Recorded data
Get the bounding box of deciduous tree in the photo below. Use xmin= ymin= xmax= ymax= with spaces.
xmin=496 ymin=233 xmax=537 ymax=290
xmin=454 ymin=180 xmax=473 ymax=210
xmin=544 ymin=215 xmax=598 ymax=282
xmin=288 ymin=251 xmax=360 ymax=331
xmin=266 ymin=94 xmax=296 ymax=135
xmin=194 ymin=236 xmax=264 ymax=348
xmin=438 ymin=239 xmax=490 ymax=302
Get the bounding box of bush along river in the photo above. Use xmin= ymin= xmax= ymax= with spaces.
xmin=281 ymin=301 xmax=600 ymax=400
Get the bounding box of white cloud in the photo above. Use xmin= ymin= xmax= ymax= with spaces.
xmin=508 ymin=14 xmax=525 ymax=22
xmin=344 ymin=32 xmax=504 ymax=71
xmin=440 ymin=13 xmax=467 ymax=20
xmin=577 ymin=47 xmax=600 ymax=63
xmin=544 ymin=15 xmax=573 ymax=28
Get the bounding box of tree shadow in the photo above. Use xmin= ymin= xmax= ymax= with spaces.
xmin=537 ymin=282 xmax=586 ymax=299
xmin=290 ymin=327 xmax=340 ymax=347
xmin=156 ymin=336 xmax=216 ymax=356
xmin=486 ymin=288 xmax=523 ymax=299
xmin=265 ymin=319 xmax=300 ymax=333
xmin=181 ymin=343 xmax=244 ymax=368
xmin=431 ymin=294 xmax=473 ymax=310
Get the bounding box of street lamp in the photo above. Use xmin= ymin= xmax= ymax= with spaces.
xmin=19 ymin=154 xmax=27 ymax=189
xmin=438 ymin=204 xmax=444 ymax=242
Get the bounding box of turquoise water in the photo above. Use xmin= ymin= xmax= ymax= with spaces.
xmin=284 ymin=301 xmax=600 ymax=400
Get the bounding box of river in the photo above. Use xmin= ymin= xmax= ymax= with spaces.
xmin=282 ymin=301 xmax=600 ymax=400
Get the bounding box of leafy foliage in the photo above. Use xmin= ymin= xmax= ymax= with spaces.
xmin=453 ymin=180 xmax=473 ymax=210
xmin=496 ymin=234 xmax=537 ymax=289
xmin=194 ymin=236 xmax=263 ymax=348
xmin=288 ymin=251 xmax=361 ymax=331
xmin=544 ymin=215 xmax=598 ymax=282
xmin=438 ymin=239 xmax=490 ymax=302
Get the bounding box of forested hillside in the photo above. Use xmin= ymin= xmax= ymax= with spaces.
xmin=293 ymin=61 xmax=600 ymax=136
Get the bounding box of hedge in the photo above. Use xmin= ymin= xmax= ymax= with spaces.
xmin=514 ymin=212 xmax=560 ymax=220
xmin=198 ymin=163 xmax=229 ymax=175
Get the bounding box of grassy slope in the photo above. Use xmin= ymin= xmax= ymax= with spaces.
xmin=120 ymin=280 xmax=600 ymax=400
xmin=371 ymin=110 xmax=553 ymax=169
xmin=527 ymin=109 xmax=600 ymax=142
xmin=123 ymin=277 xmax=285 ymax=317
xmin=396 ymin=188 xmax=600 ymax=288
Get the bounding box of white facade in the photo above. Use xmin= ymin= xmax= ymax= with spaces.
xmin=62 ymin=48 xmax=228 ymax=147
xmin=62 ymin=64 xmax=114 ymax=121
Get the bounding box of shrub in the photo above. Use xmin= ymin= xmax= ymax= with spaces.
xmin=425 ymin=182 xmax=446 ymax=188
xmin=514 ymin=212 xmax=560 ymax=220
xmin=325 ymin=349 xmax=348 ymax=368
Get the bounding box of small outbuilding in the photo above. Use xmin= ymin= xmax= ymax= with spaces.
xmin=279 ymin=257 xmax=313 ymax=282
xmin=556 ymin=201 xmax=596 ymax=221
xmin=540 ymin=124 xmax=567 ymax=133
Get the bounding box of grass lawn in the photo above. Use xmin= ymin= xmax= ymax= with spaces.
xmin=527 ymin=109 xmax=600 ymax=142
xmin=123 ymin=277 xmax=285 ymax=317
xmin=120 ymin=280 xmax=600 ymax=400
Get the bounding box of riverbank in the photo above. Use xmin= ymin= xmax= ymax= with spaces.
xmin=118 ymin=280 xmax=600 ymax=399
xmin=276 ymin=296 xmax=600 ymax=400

INSTRUCTIONS FOR THE TASK: Copy every line of the rows above without changing anything.

RESPONSE TO THE TASK:
Get the bounding box of deciduous tree in the photo below. Use xmin= ymin= xmax= ymax= with spaces.
xmin=496 ymin=233 xmax=537 ymax=290
xmin=454 ymin=180 xmax=473 ymax=210
xmin=544 ymin=215 xmax=598 ymax=282
xmin=288 ymin=251 xmax=360 ymax=331
xmin=266 ymin=94 xmax=296 ymax=135
xmin=194 ymin=236 xmax=264 ymax=348
xmin=438 ymin=239 xmax=490 ymax=302
Get the bounding box of bush along river in the photo above. Use xmin= ymin= xmax= ymax= with spaces.
xmin=281 ymin=301 xmax=600 ymax=400
Get the bounding box of white cloud in the photo above. Use xmin= ymin= xmax= ymax= with spaces.
xmin=508 ymin=14 xmax=525 ymax=22
xmin=344 ymin=32 xmax=504 ymax=71
xmin=440 ymin=13 xmax=467 ymax=20
xmin=577 ymin=47 xmax=600 ymax=63
xmin=544 ymin=15 xmax=573 ymax=28
Get the bounding box of tree shadow in the photo above. Use xmin= ymin= xmax= ymax= with spaces.
xmin=537 ymin=282 xmax=586 ymax=299
xmin=290 ymin=327 xmax=340 ymax=347
xmin=156 ymin=336 xmax=216 ymax=356
xmin=486 ymin=288 xmax=523 ymax=299
xmin=265 ymin=319 xmax=300 ymax=333
xmin=181 ymin=343 xmax=244 ymax=368
xmin=431 ymin=294 xmax=473 ymax=310
Get the bounding box of street lamp in the photo above. Use xmin= ymin= xmax= ymax= with spaces.
xmin=19 ymin=154 xmax=27 ymax=189
xmin=438 ymin=204 xmax=444 ymax=242
Get the bounding box of turquoise water in the photo above. Use xmin= ymin= xmax= ymax= with spaces.
xmin=284 ymin=301 xmax=600 ymax=400
Get the bounding box of river in the photo above. Use xmin= ymin= xmax= ymax= with spaces.
xmin=282 ymin=301 xmax=600 ymax=400
Get the bounding box of leafy foliage in the photo above. Use xmin= ymin= xmax= ymax= with spaces.
xmin=453 ymin=180 xmax=473 ymax=210
xmin=496 ymin=234 xmax=537 ymax=289
xmin=194 ymin=236 xmax=263 ymax=348
xmin=288 ymin=251 xmax=361 ymax=331
xmin=544 ymin=215 xmax=598 ymax=282
xmin=438 ymin=239 xmax=490 ymax=302
Get the bounding box of forested hillside in the photo above. Use xmin= ymin= xmax= ymax= with spaces.
xmin=293 ymin=61 xmax=600 ymax=136
Get the bounding box of hedge in the photo above. Use xmin= ymin= xmax= ymax= with spaces.
xmin=514 ymin=212 xmax=560 ymax=220
xmin=198 ymin=163 xmax=229 ymax=175
Get the bounding box of grassy slope in the photo above. Use xmin= ymin= xmax= ymax= with spaces.
xmin=120 ymin=280 xmax=600 ymax=400
xmin=371 ymin=110 xmax=553 ymax=169
xmin=527 ymin=109 xmax=600 ymax=142
xmin=123 ymin=277 xmax=285 ymax=317
xmin=396 ymin=188 xmax=600 ymax=288
Get the bounding box of white facade in the photo above. Use xmin= ymin= xmax= ymax= with spaces.
xmin=62 ymin=48 xmax=228 ymax=147
xmin=62 ymin=64 xmax=114 ymax=121
Get the bounding box of shrub in the photo above. Use xmin= ymin= xmax= ymax= with spaces.
xmin=425 ymin=182 xmax=446 ymax=188
xmin=514 ymin=212 xmax=560 ymax=220
xmin=325 ymin=349 xmax=348 ymax=368
Get the bounding box of small outbuilding in the photo above. Use xmin= ymin= xmax= ymax= with spaces.
xmin=279 ymin=257 xmax=313 ymax=282
xmin=556 ymin=201 xmax=596 ymax=221
xmin=540 ymin=124 xmax=567 ymax=133
Get the bounding box of grass lawn in the photo above. Use xmin= ymin= xmax= ymax= with spaces.
xmin=527 ymin=109 xmax=600 ymax=142
xmin=123 ymin=277 xmax=285 ymax=317
xmin=120 ymin=280 xmax=600 ymax=400
Get the bounding box of riverbank in the photo above. Use xmin= ymin= xmax= ymax= with spaces.
xmin=118 ymin=280 xmax=600 ymax=399
xmin=276 ymin=296 xmax=600 ymax=400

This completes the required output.